Here’s an “ingelious” way to solve bond energies questions related to chemical energetics.
Let’s look at a typical JC A Level H2 Chemistry question:

Find the enthalpy change of reaction for
$NH_3(g) + 3F_2(g) \rightarrow NF_3(g) + 3HF(g)\qquad \Delta\, H_f^\ominus = \, ? kJ mol^{-1}$

Bond energy N-H 390 kJ mol ^-1
Bond energy F-F 158 kJ mol ^-1
Bond energy H-F 562 kJ mol ^-1
Bond energy N-F 272 kJ mol ^-1

Avoid using
$\Delta\, H_f^\ominus = \Sigma \Delta\, H_f^\ominus(products) - \Sigma \Delta\, H_f^\ominus(reactants)$
$\Delta\, H_c^\ominus = \Sigma \Delta\,H_c^\ominus(reactants) - \Sigma \Delta\, H_c^\ominus(products)$
$\Delta\, H_r^\ominus = \Sigma Bond\, energy\, (bonds\, broken) - \Sigma Bond\, energy\, (bonds\, formed)$

I know these are the standard formulae provided in your lecture notes.

= Data rows =
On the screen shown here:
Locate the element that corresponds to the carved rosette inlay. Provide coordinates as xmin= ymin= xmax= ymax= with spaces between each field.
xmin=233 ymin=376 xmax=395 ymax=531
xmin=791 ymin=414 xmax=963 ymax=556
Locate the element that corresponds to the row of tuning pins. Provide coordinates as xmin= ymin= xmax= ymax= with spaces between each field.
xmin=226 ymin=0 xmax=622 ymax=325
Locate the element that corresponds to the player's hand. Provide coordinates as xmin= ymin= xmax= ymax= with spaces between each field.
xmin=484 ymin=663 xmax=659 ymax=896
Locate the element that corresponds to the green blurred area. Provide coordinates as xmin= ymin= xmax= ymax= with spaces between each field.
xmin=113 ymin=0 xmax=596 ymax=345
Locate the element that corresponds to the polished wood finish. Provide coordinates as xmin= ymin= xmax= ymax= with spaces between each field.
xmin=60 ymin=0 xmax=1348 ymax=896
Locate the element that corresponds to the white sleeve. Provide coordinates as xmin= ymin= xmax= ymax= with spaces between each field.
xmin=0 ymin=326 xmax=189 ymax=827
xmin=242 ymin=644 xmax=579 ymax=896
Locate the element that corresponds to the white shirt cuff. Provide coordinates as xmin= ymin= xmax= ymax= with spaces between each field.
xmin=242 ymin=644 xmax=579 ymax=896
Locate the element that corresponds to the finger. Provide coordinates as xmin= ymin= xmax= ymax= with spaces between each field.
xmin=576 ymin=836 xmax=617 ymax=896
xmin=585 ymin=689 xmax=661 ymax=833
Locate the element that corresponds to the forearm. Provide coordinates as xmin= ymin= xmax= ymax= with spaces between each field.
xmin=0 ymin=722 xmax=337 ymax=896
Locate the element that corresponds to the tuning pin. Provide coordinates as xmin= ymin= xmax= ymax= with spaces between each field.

= What to work on =
a) Return the stretch of the bond energy passage from "Avoid using" through "your lecture notes.".
b) In one to three sentences, explain why, according to the bond energy passage, the reader is likely to recognize the three formulae the author says to avoid.
c) Write what comes next in the bond energy passage, continuing from its final sentence.
The lines shown with the bond energy passage were taken from a different source.

= Written responses =
a)
Avoid using
$\Delta\, H_f^\ominus = \Sigma \Delta\, H_f^\ominus(products) - \Sigma \Delta\, H_f^\ominus(reactants)$
$\Delta\, H_c^\ominus = \Sigma \Delta\,H_c^\ominus(reactants) - \Sigma \Delta\, H_c^\ominus(products)$
$\Delta\, H_r^\ominus = \Sigma Bond\, energy\, (bonds\, broken) - \Sigma Bond\, energy\, (bonds\, formed)$

I know these are the standard formulae provided in your lecture notes.

b) The author notes that these are the standard formulae provided in the reader's lecture notes.

c)
However, these equations are:

confusing and easy to mix them up

can only be used if all the equations are of the same type (all enthalpy changes of formation, or enthalpy change of combustion)

need to memorise 3 sets of equations.

Instead I will use the following method:

1) Consider the total energy taken in to break bonds and total energy given out to form bonds.
2) Take the difference in magnitude.
3) Then add “+” if the overall energy is endothermic or “-” if the overall enthalpy is exothermic. The idea is to decouple magnitude and sign convention.

Total energy absorbed = 3(390) + 3(158) = 1644 kJ mol ^-1
Total energy released = 3(272) + 3(562) = 2502 kJ mol ^-1
Overall difference = 2502 – 1644 = 858 kJ mol ^-1
Since total energy released > total energy absorbed, overall reaction is exothermic.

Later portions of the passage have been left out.